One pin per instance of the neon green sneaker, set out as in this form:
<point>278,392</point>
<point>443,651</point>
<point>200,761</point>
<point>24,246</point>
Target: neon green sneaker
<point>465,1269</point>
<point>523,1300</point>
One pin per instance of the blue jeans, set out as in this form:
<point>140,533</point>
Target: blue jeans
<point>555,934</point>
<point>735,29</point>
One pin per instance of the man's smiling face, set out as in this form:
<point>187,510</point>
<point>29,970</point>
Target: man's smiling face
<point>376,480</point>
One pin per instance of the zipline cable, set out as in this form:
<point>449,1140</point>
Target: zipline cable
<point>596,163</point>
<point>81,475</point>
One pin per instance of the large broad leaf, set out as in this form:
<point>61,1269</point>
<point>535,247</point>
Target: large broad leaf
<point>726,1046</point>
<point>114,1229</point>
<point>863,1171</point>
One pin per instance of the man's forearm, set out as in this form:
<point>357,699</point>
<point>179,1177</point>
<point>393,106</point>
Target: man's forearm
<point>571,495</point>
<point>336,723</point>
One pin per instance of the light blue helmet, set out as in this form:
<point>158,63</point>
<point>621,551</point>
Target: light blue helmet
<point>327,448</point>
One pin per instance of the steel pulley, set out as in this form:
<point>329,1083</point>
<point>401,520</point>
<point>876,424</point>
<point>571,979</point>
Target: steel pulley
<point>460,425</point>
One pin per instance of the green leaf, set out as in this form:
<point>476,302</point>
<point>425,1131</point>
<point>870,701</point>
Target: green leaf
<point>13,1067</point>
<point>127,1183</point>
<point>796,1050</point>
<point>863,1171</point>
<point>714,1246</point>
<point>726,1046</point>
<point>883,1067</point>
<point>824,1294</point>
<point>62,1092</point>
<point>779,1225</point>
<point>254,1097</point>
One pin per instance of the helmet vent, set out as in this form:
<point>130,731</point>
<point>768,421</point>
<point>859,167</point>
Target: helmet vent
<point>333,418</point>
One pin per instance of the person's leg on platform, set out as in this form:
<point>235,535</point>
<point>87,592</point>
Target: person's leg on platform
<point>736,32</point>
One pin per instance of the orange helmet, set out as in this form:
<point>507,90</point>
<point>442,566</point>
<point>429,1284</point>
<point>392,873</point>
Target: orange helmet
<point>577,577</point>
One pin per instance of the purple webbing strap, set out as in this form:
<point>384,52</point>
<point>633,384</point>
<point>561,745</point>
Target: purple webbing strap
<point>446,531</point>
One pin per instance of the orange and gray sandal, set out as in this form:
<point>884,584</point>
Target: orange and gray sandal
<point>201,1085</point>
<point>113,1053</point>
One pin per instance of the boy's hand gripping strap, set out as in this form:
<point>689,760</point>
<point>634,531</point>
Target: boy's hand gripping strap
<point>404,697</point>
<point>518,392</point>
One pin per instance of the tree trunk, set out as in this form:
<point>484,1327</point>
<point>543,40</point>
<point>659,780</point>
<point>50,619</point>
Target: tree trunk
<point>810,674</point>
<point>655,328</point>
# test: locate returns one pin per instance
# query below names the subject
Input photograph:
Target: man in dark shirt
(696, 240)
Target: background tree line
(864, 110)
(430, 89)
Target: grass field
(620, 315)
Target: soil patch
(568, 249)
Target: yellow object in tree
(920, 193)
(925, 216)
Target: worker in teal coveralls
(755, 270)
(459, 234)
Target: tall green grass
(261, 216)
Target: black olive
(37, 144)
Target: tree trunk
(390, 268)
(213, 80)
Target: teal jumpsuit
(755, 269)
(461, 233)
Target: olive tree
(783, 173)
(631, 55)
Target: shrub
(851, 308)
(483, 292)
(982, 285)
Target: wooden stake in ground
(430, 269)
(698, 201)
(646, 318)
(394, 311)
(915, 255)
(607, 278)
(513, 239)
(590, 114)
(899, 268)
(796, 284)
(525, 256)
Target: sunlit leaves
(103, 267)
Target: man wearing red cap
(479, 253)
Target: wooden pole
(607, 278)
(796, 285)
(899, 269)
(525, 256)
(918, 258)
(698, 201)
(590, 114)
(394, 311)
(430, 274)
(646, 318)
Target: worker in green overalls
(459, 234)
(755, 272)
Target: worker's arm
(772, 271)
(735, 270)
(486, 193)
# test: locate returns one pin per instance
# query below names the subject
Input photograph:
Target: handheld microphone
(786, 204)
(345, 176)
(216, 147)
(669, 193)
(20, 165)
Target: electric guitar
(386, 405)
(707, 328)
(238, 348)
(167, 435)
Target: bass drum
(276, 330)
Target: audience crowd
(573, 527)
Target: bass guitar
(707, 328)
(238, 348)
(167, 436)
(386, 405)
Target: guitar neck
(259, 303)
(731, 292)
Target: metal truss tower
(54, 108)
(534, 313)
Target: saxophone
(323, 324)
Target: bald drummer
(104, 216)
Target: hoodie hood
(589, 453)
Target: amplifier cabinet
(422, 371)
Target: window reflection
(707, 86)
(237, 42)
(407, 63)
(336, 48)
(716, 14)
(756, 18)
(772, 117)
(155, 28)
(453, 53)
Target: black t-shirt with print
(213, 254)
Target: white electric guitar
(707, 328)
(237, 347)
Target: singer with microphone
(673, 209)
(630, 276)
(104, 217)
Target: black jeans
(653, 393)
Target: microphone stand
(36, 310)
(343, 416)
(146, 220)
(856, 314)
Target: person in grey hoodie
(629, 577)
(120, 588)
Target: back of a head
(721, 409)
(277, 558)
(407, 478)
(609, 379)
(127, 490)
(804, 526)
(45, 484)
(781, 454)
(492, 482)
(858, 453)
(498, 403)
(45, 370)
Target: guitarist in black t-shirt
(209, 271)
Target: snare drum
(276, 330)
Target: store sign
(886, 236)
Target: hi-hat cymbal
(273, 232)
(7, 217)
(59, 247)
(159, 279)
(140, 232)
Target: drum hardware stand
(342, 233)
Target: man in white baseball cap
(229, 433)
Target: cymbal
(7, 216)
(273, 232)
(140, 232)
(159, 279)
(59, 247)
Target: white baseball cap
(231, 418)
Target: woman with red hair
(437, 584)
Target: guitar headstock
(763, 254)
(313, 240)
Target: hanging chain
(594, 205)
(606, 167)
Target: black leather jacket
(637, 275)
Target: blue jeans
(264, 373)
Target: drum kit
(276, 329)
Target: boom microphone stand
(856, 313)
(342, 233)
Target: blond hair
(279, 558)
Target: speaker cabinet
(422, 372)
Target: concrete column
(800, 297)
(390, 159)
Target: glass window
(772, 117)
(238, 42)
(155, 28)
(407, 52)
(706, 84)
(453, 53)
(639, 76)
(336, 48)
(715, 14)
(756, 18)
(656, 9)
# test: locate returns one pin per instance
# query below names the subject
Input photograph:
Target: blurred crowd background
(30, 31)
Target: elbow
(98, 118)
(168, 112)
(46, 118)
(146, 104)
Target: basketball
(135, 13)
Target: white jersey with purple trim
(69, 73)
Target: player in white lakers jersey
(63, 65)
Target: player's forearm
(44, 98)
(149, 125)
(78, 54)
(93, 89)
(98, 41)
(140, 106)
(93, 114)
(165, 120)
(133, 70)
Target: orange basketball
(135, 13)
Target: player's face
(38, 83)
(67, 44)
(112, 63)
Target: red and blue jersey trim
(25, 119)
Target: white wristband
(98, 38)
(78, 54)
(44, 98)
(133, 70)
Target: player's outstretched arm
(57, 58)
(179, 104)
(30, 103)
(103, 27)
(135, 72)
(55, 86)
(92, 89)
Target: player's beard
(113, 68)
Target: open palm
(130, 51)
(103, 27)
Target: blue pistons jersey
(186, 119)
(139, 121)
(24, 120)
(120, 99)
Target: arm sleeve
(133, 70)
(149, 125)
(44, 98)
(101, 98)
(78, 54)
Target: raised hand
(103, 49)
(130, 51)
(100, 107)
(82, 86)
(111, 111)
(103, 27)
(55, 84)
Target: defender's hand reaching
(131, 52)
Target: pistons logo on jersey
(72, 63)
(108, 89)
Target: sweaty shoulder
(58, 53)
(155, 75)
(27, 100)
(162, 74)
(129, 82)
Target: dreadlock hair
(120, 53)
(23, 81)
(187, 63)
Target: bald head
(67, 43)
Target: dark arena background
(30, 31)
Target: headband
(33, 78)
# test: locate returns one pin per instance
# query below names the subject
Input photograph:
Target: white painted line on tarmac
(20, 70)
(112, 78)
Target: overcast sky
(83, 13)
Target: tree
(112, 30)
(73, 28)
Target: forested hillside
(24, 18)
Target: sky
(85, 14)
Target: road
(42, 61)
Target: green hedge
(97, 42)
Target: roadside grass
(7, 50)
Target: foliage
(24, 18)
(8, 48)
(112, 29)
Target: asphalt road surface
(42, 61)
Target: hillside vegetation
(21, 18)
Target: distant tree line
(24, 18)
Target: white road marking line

******************************

§ THE EXERCISE: Can you put the stretch from the start of the records above through the line containing "<point>523,1300</point>" into a Markdown table with the columns Row and Line text, numbering each row and leaving out blank lines? Include only those lines.

§ ANSWER FOR THIS EXERCISE:
| Row | Line text |
|---|---|
| 1 | One pin per instance of the neon green sneaker, set out as in this form: |
| 2 | <point>278,392</point> |
| 3 | <point>443,651</point> |
| 4 | <point>200,761</point> |
| 5 | <point>24,246</point> |
| 6 | Target: neon green sneaker |
| 7 | <point>465,1269</point> |
| 8 | <point>523,1300</point> |